Collection entries
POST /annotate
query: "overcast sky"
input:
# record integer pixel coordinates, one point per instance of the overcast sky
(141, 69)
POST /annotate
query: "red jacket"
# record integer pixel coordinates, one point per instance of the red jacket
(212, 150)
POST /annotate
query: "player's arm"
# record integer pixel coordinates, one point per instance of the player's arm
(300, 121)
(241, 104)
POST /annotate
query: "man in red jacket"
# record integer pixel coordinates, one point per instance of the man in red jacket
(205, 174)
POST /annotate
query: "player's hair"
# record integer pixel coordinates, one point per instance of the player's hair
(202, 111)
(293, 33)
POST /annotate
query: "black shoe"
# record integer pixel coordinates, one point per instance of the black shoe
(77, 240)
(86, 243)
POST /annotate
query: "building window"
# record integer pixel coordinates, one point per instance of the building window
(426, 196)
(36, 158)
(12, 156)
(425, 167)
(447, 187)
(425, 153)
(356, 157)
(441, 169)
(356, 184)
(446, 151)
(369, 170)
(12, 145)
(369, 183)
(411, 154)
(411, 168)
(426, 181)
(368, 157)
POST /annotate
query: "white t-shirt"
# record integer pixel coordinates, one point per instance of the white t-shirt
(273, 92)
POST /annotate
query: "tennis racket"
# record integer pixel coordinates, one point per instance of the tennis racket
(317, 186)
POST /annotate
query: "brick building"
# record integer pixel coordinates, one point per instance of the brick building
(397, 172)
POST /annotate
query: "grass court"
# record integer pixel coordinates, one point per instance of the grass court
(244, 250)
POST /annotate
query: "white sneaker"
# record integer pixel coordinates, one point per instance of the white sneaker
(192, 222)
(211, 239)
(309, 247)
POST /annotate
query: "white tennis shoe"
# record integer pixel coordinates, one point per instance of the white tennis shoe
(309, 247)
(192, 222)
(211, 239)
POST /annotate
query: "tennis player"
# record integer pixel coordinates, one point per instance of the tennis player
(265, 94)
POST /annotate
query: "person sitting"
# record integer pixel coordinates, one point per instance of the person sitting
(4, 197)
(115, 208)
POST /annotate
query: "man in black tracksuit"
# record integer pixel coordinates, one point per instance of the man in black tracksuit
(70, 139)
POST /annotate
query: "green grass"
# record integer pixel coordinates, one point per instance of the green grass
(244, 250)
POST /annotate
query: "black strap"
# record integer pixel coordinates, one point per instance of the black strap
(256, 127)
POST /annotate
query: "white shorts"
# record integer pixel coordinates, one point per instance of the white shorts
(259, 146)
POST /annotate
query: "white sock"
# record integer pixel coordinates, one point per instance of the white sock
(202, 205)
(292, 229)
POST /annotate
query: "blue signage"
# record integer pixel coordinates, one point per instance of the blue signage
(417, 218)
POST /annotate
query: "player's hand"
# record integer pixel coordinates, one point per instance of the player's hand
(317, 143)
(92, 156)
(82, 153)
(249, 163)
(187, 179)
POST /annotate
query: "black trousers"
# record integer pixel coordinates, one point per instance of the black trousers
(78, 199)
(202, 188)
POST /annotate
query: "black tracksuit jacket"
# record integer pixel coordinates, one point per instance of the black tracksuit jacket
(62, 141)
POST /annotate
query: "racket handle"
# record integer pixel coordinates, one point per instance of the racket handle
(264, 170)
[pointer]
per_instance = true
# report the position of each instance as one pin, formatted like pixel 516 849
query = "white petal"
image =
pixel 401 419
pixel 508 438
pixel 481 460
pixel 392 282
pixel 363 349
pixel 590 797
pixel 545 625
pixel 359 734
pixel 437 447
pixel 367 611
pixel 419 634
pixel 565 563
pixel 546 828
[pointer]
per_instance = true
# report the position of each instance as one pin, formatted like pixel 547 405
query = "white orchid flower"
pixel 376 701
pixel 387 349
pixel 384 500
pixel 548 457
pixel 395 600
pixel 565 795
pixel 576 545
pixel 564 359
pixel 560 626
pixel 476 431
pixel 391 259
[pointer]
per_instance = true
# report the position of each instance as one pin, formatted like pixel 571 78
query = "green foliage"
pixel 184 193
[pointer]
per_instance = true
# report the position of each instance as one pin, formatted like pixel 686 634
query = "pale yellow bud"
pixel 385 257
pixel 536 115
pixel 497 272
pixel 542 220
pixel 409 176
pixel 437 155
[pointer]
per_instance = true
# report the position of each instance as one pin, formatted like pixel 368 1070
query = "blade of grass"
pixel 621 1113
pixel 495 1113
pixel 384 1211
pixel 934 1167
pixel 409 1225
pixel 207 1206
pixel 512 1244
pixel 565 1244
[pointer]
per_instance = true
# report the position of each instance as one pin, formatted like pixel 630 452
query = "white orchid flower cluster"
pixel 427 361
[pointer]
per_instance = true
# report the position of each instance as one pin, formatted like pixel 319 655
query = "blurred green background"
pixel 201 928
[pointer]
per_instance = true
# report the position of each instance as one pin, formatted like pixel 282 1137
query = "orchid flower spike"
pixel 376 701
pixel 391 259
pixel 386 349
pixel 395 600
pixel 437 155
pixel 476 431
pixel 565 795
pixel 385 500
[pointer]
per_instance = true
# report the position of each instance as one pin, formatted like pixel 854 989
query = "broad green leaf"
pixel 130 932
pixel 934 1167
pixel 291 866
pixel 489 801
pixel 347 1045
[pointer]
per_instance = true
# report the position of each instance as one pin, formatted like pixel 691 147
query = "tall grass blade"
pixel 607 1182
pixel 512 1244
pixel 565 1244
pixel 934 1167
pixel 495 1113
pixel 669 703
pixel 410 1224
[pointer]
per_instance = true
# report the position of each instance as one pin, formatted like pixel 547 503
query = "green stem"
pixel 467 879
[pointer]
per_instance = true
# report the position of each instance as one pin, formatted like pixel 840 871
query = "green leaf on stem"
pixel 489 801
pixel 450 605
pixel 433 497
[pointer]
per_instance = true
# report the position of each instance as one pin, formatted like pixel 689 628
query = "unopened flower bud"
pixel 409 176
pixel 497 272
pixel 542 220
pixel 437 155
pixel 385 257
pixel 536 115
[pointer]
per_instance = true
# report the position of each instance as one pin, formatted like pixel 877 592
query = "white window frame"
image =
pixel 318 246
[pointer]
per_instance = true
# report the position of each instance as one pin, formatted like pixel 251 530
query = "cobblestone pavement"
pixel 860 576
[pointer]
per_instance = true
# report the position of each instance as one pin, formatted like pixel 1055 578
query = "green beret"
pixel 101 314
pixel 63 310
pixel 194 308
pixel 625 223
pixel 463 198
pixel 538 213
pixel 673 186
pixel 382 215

Task objective -
Every entry needs to be retyped exactly.

Solution -
POST /annotate
query: "overcast sky"
input:
# record integer pixel coordinates, one point per instance of the overcast sky
(141, 69)
POST /annotate
query: "red jacket"
# record integer pixel coordinates, one point per instance of the red jacket
(212, 150)
POST /annotate
query: "player's arm"
# record integer pixel coordinates, one point per instance of the player's arm
(300, 121)
(241, 104)
POST /annotate
query: "man in red jacket"
# record integer pixel coordinates, one point per instance of the man in red jacket
(205, 174)
POST /annotate
query: "player's hair"
# record integer pixel coordinates, one point per instance of the player's hair
(202, 111)
(293, 33)
POST /annotate
query: "black shoe"
# record integer pixel coordinates, one point per instance of the black shoe
(77, 240)
(86, 243)
POST /annotate
query: "building window"
# record integer pixel coordinates, one point per instance of the building window
(426, 196)
(36, 158)
(12, 156)
(425, 167)
(447, 187)
(425, 153)
(356, 157)
(441, 169)
(356, 184)
(446, 151)
(369, 170)
(12, 145)
(369, 183)
(411, 154)
(411, 168)
(426, 181)
(368, 157)
POST /annotate
query: "white t-shirt"
# record integer pixel coordinates, one point per instance of the white t-shirt
(273, 92)
POST /annotate
query: "tennis racket"
# record integer pixel coordinates, one point per instance of the tennis racket
(317, 186)
POST /annotate
query: "brick building"
# record integer pixel coordinates, one point per instance of the brick building
(397, 172)
POST /annotate
query: "grass court"
# record integer pixel coordinates, one point per instance of the grass court
(244, 250)
POST /annotate
query: "white sneaker"
# record integer pixel coordinates, one point per instance of the white sneaker
(192, 222)
(211, 239)
(309, 247)
POST /annotate
query: "white tennis shoe"
# record integer pixel coordinates, one point per instance of the white tennis shoe
(309, 247)
(192, 222)
(211, 239)
POST /annotate
query: "tennis player"
# record integer pixel coordinates, one point per instance of the tennis player
(265, 94)
POST /annotate
query: "person sitting"
# record integer pixel coordinates, one point per instance of the person sitting
(4, 197)
(115, 208)
POST /annotate
query: "man in black tracksuit"
# record integer pixel coordinates, one point per instance of the man in black tracksuit
(70, 139)
POST /annotate
query: "green grass"
# record integer pixel coordinates, one point per instance of the green grass
(244, 250)
POST /annotate
query: "black strap"
# record integer pixel coordinates, one point per instance of the black strap
(256, 127)
POST /annotate
query: "white shorts"
# record integer pixel coordinates, one point per instance of the white shorts
(259, 146)
POST /annotate
query: "white sock"
# record integer pixel coordinates, one point per instance of the white sock
(202, 205)
(292, 229)
POST /annotate
query: "blue signage"
# record integer pixel coordinates, one point per instance of the blue signage
(417, 218)
POST /annotate
query: "player's hand"
# record integer pixel coordinates, one point per instance of the player's hand
(317, 143)
(92, 156)
(82, 153)
(249, 163)
(187, 179)
POST /annotate
query: "black trousers"
# record integer pixel coordinates, one point per instance of the black trousers
(78, 199)
(202, 188)
POST /annotate
query: "black tracksuit jacket"
# record integer pixel coordinates, one point per instance of the black tracksuit jacket
(62, 141)
POST /annotate
query: "racket handle"
# record integer pixel coordinates, one point per instance of the racket handle
(264, 170)
[pointer]
per_instance = true
# report the position of each instance as one pin, formatted like pixel 516 849
query = "white petal"
image =
pixel 401 419
pixel 508 438
pixel 481 460
pixel 392 282
pixel 363 349
pixel 590 797
pixel 545 625
pixel 359 734
pixel 437 447
pixel 367 611
pixel 419 634
pixel 565 563
pixel 546 828
[pointer]
per_instance = true
# report the position of each instance as one pin, formatted like pixel 547 405
query = "white orchid flower"
pixel 376 701
pixel 387 349
pixel 384 500
pixel 548 457
pixel 395 600
pixel 565 795
pixel 576 545
pixel 564 359
pixel 560 626
pixel 476 431
pixel 391 259
[pointer]
per_instance = true
# report the position of each instance as one pin, formatted like pixel 571 78
query = "green foliage"
pixel 184 193
[pointer]
per_instance = true
# report the position of each instance as one pin, formatted like pixel 686 634
query = "pale yellow bud"
pixel 385 257
pixel 536 115
pixel 497 272
pixel 542 220
pixel 409 176
pixel 437 155
[pointer]
per_instance = true
# report the position of each instance as one pin, formatted like pixel 368 1070
query = "blade of grass"
pixel 621 1113
pixel 495 1113
pixel 384 1211
pixel 934 1167
pixel 409 1225
pixel 207 1206
pixel 512 1244
pixel 565 1244
[pointer]
per_instance = true
# report the position of each instance as one pin, formatted like pixel 630 452
query = "white orchid flower cluster"
pixel 427 361
[pointer]
per_instance = true
# report the position of each instance as one pin, formatted like pixel 319 655
query = "blurred green background"
pixel 201 928
[pointer]
per_instance = true
# report the position of each instance as one pin, formatted like pixel 282 1137
query = "orchid flower spike"
pixel 376 701
pixel 391 259
pixel 386 349
pixel 395 600
pixel 437 155
pixel 476 431
pixel 565 795
pixel 385 500
[pointer]
per_instance = true
# report the position of each instance as one pin, formatted like pixel 854 989
query = "broad green leaf"
pixel 130 932
pixel 934 1167
pixel 291 866
pixel 489 801
pixel 347 1045
[pointer]
per_instance = true
# report the position of each instance as one pin, formatted like pixel 691 147
query = "tall grass blade"
pixel 607 1182
pixel 512 1244
pixel 565 1244
pixel 934 1167
pixel 495 1113
pixel 669 703
pixel 410 1224
[pointer]
per_instance = true
# report the position of each instance as one pin, formatted like pixel 547 503
query = "green stem"
pixel 467 879
[pointer]
per_instance = true
# report the position of each instance as one pin, formatted like pixel 840 871
query = "green leaf on stem"
pixel 489 801
pixel 450 605
pixel 433 497
[pointer]
per_instance = true
# report the position of each instance as one pin, formatted like pixel 689 628
query = "unopened flower bud"
pixel 409 176
pixel 497 272
pixel 542 220
pixel 437 155
pixel 385 257
pixel 536 115
[pointer]
per_instance = true
# report the position of each instance as one pin, formatted like pixel 877 592
query = "white window frame"
image =
pixel 318 246
[pointer]
per_instance = true
# report the position of each instance as one pin, formatted like pixel 251 530
query = "cobblestone pavement"
pixel 860 576
[pointer]
per_instance = true
# report the position of each instance as one pin, formatted like pixel 1055 578
query = "green beret"
pixel 101 314
pixel 63 310
pixel 194 308
pixel 625 223
pixel 463 198
pixel 538 213
pixel 673 186
pixel 382 215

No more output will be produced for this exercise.